— Start Exercise materials —
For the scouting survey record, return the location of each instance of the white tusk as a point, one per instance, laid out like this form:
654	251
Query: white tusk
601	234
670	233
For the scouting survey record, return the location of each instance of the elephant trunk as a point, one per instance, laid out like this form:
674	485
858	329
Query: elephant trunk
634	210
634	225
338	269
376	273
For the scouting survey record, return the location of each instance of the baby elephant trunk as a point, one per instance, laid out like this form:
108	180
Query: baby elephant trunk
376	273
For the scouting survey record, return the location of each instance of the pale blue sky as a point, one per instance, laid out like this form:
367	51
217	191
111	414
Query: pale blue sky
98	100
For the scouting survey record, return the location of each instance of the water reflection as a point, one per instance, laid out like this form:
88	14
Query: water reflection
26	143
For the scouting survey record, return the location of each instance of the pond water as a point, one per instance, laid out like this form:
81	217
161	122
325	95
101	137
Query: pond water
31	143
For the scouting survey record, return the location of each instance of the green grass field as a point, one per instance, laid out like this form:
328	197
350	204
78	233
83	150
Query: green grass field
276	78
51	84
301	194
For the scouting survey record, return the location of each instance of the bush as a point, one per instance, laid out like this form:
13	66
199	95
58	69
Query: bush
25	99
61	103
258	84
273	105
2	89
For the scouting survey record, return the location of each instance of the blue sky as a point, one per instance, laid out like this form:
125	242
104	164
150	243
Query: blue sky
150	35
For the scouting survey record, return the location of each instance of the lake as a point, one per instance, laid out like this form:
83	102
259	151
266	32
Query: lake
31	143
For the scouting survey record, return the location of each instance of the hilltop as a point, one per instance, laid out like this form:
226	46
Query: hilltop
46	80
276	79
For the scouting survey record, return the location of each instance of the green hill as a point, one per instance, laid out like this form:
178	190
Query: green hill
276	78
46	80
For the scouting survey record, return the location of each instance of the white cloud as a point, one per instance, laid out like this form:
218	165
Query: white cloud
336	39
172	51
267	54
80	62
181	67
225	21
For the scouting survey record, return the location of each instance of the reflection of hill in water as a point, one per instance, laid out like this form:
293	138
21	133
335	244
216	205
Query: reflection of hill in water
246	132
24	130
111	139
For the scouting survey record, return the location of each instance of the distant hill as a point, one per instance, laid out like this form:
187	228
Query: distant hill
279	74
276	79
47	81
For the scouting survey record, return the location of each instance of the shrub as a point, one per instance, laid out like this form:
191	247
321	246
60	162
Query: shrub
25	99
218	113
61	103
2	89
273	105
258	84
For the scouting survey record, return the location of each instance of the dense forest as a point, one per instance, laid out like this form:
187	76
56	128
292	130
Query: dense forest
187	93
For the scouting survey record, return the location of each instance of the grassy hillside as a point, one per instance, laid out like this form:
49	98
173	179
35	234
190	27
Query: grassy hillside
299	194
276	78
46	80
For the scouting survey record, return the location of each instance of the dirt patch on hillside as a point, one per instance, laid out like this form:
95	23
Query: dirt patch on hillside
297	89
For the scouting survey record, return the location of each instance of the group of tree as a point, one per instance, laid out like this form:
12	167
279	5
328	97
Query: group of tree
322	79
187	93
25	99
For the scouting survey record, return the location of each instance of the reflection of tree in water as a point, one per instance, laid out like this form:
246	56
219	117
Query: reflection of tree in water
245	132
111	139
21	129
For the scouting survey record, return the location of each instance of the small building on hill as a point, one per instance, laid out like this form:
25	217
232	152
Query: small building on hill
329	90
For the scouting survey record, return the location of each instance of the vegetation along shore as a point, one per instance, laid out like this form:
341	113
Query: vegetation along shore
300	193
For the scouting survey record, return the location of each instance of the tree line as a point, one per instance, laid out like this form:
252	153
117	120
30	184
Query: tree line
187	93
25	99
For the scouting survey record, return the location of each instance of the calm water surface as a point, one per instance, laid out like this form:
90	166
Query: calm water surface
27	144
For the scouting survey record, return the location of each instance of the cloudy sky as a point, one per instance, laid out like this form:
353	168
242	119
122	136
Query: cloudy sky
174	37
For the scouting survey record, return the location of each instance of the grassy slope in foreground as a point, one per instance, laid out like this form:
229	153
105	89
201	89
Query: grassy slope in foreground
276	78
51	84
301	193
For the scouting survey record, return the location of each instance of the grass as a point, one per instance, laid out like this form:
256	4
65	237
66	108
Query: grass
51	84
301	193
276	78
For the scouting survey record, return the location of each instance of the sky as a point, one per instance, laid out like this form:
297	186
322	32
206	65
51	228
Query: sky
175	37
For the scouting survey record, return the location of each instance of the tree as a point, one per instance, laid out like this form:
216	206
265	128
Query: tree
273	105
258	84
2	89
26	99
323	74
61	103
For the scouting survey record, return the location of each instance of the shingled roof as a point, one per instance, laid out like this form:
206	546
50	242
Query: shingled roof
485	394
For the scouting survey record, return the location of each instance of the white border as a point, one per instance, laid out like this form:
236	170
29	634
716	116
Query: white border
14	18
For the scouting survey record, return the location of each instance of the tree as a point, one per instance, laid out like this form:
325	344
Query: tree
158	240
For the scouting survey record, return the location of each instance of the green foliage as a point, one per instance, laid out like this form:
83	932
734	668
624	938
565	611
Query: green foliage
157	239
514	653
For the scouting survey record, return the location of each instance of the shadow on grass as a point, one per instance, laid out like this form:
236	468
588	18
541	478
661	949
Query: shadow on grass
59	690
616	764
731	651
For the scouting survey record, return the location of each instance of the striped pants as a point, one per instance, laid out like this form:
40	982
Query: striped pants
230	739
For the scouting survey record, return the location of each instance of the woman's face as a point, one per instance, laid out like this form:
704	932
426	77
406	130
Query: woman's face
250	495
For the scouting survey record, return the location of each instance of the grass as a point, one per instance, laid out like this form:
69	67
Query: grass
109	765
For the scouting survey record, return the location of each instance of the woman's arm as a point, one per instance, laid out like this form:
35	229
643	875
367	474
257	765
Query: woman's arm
— End Exercise materials —
__Task instructions__: Could you quote the material above in full, exactly as it stands?

__Solution for this exercise__:
For the scouting survey record, return the location of each instance of the white tusk as a point, one per instance, laid out like this form:
654	251
Query: white tusk
601	234
670	233
For the scouting survey record, return the location of each instance of the elephant trunk as a point, one per instance, laid out like this form:
674	485
858	329
Query: elephant trunk
634	210
634	225
338	269
376	273
For the scouting survey record, return the location of each instance of the baby elephant trunk as a point, one per instance, laid out like this form:
108	180
Query: baby elephant trunk
376	273
For the scouting survey record, return the location of each instance of the pale blue sky as a point, one per instance, laid out like this form:
367	51
217	191
111	414
Query: pale blue sky
98	100
For the scouting survey record, return the location of each instance of the water reflection as a point, one per instance, laid out like this form:
88	14
Query: water reflection
26	143
For the scouting survey record, return the location of each instance of the pond water as a point, one per instance, laid out like this form:
81	217
161	122
325	95
101	137
Query: pond water
31	143
For the scouting survey record, return the location of each instance of the green grass field as a point, one per instance, laid out like this form:
328	197
350	204
78	233
83	150
Query: green grass field
276	78
51	84
301	194
For the scouting survey record, return the location of each instance of the bush as a point, one per instance, laid out like this form:
13	66
199	95
58	69
Query: bush
25	99
61	103
258	84
273	105
2	89
For the scouting survey record, return the location of each instance of the blue sky as a point, one per instance, laid out like this form:
125	242
104	164
150	243
Query: blue sky
150	35
For the scouting survey record, return the location of each instance of the lake as a point, one per instance, laid out like this form:
83	102
259	151
266	32
Query: lake
31	143
For the scouting survey record, return the location of each instance of the hilltop as a point, one per instance, laid out like this form:
226	46
Query: hilltop
46	80
276	79
For the scouting survey record, return the location of each instance of the green hill as a point, one per instance, laid out like this form:
178	190
Query: green hill
276	78
46	80
For the scouting survey record, return the location of each instance of the white cloud as a point, one per instance, laid out like this form:
218	165
Query: white cloud
336	39
172	51
267	54
80	62
181	67
225	21
For the scouting survey record, return the location of each instance of the reflection of hill in water as a point, one per instance, laid out like this form:
293	138
21	133
335	244
216	205
Query: reflection of hill in water
246	132
24	130
111	139
For the scouting survey record, return the location of each instance of the distant hill as a point, one per instance, laid out like this form:
187	228
Query: distant hill
279	74
276	79
47	81
For the scouting survey record, return the location of each instance of the shrub as a point, one per instance, laid out like this form:
191	247
321	246
60	162
Query: shrub
25	99
218	113
61	103
2	89
273	105
258	84
For the scouting survey record, return the location of each instance of the dense forest as a point, one per instance, laid out like this form:
187	76
56	128
292	130
Query: dense forest
187	93
For the scouting survey record, return the location of each instance of the grassy hillside as a point, one per instance, laid out like this form:
49	98
173	179
35	234
190	27
Query: grassy hillside
299	194
276	78
46	80
For the scouting survey record, return the location of each instance of the dirt patch on hillside as a point, one per instance, laid out like this form:
95	23
Query: dirt patch on hillside
297	89
For the scouting survey record, return the location of each instance of the group of tree as a point, one per instance, laid out like this form:
12	167
279	5
328	97
Query: group of tree
322	79
187	93
25	99
For the scouting survey record, return the location of each instance of the reflection of tree in water as a point, one per instance, laid out like this form:
246	56
219	117
Query: reflection of tree in water
245	132
111	139
21	129
For the scouting survey record, return the location of each instance of the small building on hill as a point, one per instance, laid out like this form:
25	217
232	152
Query: small building on hill
329	90
For the scouting survey record, return the location of each instance of the vegetation along shore as a point, one per instance, laid out like this form:
341	113
Query: vegetation along shore
300	193
For the scouting survey record, return the location of each instance of the tree line as a point, one per instance, laid out like this form:
252	153
117	120
30	184
Query: tree line
187	93
25	99
For the scouting survey record, return the location of each instance of the calm water surface as a point, one per instance, laid out like this form:
90	166
Query: calm water surface
27	144
For the scouting survey record, return the location of each instance of the cloudy sky as a point, one per instance, laid out like this form:
353	168
242	119
122	136
Query: cloudy sky
174	37
For the scouting survey record, return the location of each instance of the grassy slope in foreground as a point, one per instance, laid out like this form:
229	153
105	89
201	89
Query: grassy slope in foreground
276	78
51	84
301	193
For the scouting survey record, return the location of each instance of the grass as a point, one per instance, laid out like this form:
256	4
65	237
66	108
Query: grass
51	84
301	193
276	78
For the scouting survey record, return the location of each instance of the sky as a point, one per instance, laid out like this form:
297	186
322	32
206	65
51	228
Query: sky
175	37
For the scouting survey record, return the location of each instance of the tree as a point, one per instance, laid out like this form:
216	206
265	128
Query: tree
273	105
258	84
2	89
26	99
323	74
61	103
For the scouting survey record, return the location of each instance of the shingled roof as a point, one per instance, laid out like this form:
206	546
50	242
Query: shingled roof
485	394
For the scouting survey record, return the location of each instance of the white border as a point, one per instance, laid out like this form:
236	170
29	634
716	116
Query: white border
14	18
For the scouting survey record, return the location of each instance of the tree as a point, one per instance, laid out like this form:
325	344
Query: tree
158	240
For the scouting survey record, return the location of each instance of the green foliage as a point, one per instance, laid out like this form:
83	932
734	668
624	938
565	611
Query: green foliage
157	239
514	653
For the scouting survey record, return the location of each instance of the shadow on grass as a point, one per instance, laid out like this form:
236	468
588	18
541	478
661	949
Query: shadow on grass
59	690
616	764
731	651
For the scouting survey record, return the location of each instance of the striped pants as a point, one per instance, laid out like this form:
40	982
Query: striped pants
230	739
For the scouting survey record, return the location of each instance of the woman's face as a point, one per instance, laid out like this form:
704	932
426	77
406	130
Query: woman's face
250	495
For the scouting survey record, return the location of each instance of the grass as a point, one per instance, laid out like this form:
69	67
Query: grass
109	765
For the scouting survey record, return the location of each instance of the woman's arm as a point, one per instance, laid out like this form:
35	229
643	875
367	474
257	765
Query: woman's arm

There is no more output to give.